Directives:
a. In the probe attribution draft, repeat the text from "Active measurements at" up to and including "who to contact.".
b. According to the probe attribution draft, what three things should the proposed techniques let any party or organization understand about an unsolicited packet?

# Start of Reading text

Internet-Draft Probes Attribution March 2022
Vyncke, et al. Expires 4 September 2022 [Page]
Workgroup:
Operational Security Capabilities for IP Network Infrastructure
Internet-Draft:
draft-vyncke-opsec-probe-attribution-01
Published:
Intended Status:
Informational
Expires:
Authors:
E. Vyncke
Cisco
B. Donnet
Université de Liège
J. Iurman
Université de Liège

Attribution of Internet Probes

Abstract

Active measurements at Internet-scale can target either collaborating parties or non-collaborating ones. This is similar scan and could be perceived as aggressive. This document proposes a couple of simple techniques allowing any party or organization to understand what this unsolicited packet is, what is its purpose, and more importantly who to contact.

About This Document

This note is to be removed before publishing as an RFC.

The latest revision of this draft can be found at https://evyncke.github.io/opsec-probe-attribution/draft-vyncke-opsec-probe-attribution.html. Status information for this document may be found at https://datatracker.ietf.org/doc/draft-vyncke-opsec-probe-attribution/.

# End of Reading text
# Start of Extracted entries

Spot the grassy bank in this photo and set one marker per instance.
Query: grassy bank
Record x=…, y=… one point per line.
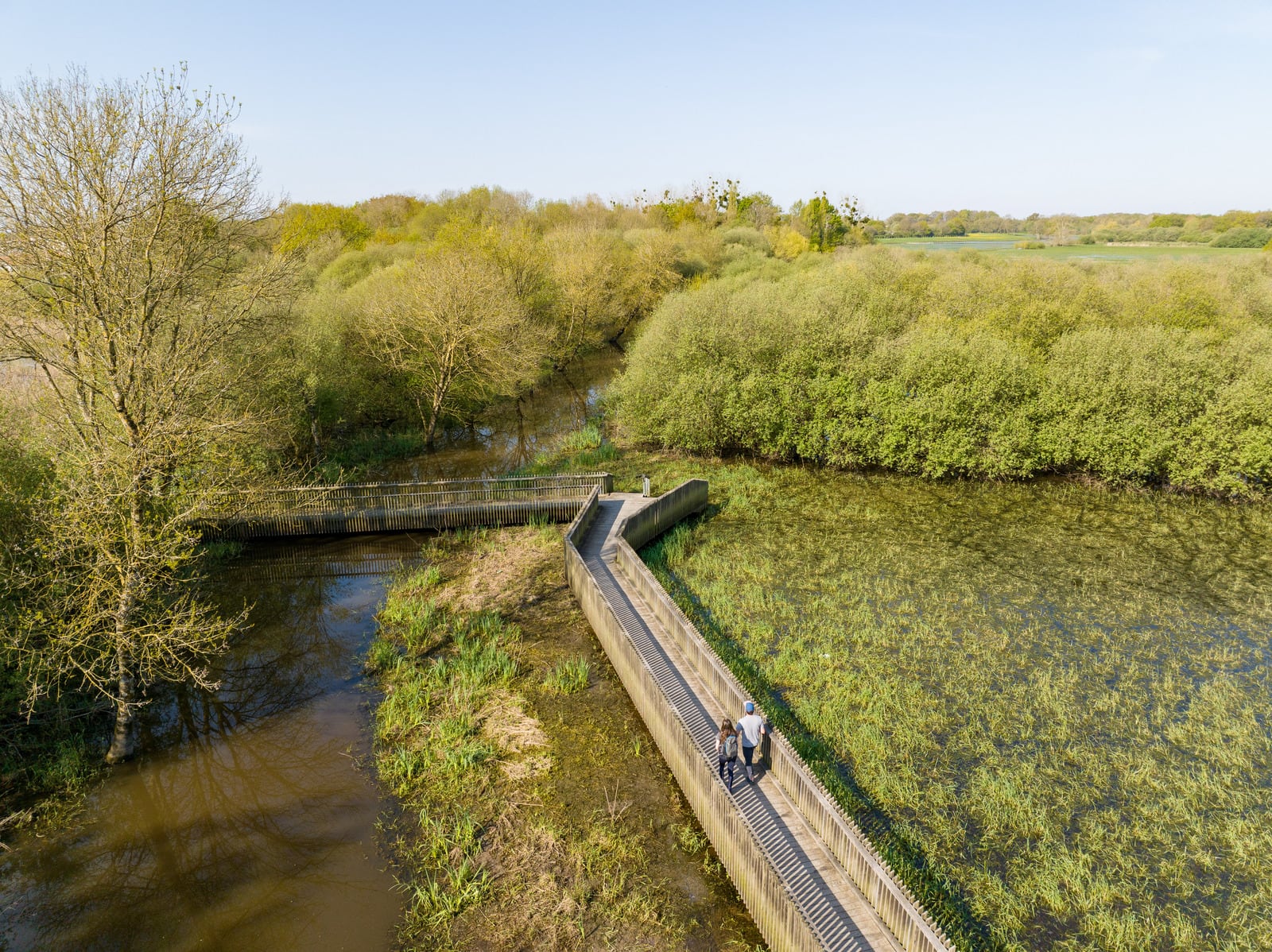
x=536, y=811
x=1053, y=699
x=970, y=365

# End of Extracted entries
# Start of Extracted entries

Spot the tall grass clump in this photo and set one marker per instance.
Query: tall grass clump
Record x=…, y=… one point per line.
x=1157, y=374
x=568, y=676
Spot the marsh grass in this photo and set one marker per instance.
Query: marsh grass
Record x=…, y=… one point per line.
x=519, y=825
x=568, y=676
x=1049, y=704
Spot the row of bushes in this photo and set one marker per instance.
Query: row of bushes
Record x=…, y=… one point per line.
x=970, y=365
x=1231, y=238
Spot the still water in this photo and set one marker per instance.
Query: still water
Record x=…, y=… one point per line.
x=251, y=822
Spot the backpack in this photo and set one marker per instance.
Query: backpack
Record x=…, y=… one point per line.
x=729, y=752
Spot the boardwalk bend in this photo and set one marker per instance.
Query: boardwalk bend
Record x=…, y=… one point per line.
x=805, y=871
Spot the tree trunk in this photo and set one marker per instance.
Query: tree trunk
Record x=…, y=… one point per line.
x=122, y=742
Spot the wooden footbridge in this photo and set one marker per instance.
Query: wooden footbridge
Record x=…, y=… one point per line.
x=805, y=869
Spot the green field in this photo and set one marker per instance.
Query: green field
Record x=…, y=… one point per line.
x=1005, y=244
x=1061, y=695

# End of Extracted entries
# Start of Extracted entries

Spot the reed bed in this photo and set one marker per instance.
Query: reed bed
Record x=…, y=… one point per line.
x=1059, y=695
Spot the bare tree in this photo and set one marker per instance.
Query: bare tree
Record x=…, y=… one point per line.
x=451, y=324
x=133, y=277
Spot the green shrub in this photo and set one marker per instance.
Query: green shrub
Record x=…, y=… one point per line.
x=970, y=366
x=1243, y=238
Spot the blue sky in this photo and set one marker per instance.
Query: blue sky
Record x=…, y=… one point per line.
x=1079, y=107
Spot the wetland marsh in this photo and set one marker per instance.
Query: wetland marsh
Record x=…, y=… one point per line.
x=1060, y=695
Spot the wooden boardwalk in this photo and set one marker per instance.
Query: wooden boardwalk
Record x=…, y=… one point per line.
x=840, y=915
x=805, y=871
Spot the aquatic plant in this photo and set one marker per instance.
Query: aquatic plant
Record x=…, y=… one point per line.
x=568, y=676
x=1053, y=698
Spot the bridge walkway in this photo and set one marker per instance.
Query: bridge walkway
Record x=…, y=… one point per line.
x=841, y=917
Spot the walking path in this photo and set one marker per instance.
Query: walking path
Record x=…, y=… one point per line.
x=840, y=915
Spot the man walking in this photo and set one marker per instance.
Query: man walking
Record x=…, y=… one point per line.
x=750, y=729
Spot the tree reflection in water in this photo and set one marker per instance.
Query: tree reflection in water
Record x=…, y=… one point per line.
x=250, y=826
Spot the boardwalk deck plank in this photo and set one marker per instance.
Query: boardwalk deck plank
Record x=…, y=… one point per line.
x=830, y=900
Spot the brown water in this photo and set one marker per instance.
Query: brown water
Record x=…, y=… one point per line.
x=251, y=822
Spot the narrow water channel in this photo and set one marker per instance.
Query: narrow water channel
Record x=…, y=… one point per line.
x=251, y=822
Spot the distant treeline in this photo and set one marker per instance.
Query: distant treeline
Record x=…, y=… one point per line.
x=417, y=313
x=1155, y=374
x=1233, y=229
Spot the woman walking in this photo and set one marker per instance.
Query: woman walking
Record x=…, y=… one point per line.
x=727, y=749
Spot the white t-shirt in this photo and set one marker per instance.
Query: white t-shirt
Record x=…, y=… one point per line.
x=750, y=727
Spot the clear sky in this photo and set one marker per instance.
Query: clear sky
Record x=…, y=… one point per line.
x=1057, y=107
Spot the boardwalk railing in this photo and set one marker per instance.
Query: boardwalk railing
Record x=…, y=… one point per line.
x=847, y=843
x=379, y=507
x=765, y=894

# End of Extracted entries

Answer set:
a.
Active measurements at Internet-scale can target either collaborating parties or non-collaborating ones. This is similar scan and could be perceived as aggressive. This document proposes a couple of simple techniques allowing any party or organization to understand what this unsolicited packet is, what is its purpose, and more importantly who to contact.

b. What the packet is, what its purpose is, and who to contact.